» **List of tasks**:
• a. Answer these from the TFX serving note:
(i) Which serving fn does the note say can be used for inputting tf Examples?
(ii) With tf serving, where is the parsing to tf Example done?
(iii) Under what alias does the code import utils from tfx.components.example_gen?
• b. Carry on the TFX serving note from its last line.

» **Page excerpt**:
********
As far as I can tell, your first serving fn can be used for inputing tf Examples, hence it should work with the evaluator.

As for serving json strings directly: depending on how you are hosting your model, this might not be an issue. If your are using tf serving, it supplies a http port for REST calls in json format and the parsing to tf Example is done server side: https://www.tensorflow.org/tfx/serving/api_rest#start_modelserver_with_the_rest_api_endpoint. In this case it shoud be sufficient with the first serving fn only.

If you are hosting in some other way (kfserving, a custom service etc) you will need to change your second serving fn to handle that mapping from json string to tf example. Perhaps something similar to (in your def tf_serving_raw_input_fn(self, raw_data) fn):

# Disclaimer: this code is completely untested and most likely has some issue.
from tfx.components.example_gen import utils as example_gen_utils
...
json_dict = json.loads(json_string) # json to dict
parsed_features = example_gen_utils.dict_to_example(json_dict) # TFX contains a utility fn for converting a dict to (unserialized) tf Example
transformed_features = self.model.tft_layer(parsed_features)
********
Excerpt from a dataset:
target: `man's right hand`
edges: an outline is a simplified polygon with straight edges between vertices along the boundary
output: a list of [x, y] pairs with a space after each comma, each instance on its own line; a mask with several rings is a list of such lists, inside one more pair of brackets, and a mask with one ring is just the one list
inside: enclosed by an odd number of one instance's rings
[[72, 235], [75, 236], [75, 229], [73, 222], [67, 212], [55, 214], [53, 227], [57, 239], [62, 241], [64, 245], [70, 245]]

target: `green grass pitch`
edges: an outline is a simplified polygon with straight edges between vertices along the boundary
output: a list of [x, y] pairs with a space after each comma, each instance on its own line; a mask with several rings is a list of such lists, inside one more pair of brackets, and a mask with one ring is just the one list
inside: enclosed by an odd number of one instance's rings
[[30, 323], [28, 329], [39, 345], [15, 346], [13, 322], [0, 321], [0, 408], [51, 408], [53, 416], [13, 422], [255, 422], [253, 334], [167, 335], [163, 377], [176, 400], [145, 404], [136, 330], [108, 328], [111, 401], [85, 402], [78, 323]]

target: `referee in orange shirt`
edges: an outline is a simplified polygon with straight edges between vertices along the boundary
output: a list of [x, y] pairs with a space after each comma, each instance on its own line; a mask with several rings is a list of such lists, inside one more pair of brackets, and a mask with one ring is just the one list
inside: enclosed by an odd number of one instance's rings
********
» **Responses for each task**:
• a.
(i) The first serving fn.
(ii) Server side.
(iii) example_gen_utils

• b.
But apart from that I would raise some concerns as to NOT using tf Examples for serving:

  1. protobuf is faster than http and it is also smaller in size
  2. when using a model with a tft layer the data needs to in tf Example format. Serialization needs to happen, being on the client or server side. But note that this is generally a cheap operation and not usually something that needs to be avoided.
  3. json is also not type safe in anyway compared to protobuf. You would rather have your serving failing on the client side on single data points than mess up an entire batch server side due to one bad data point.

But note that the same util method I used in the code example above can be used client side to easily build tf Examples from your json.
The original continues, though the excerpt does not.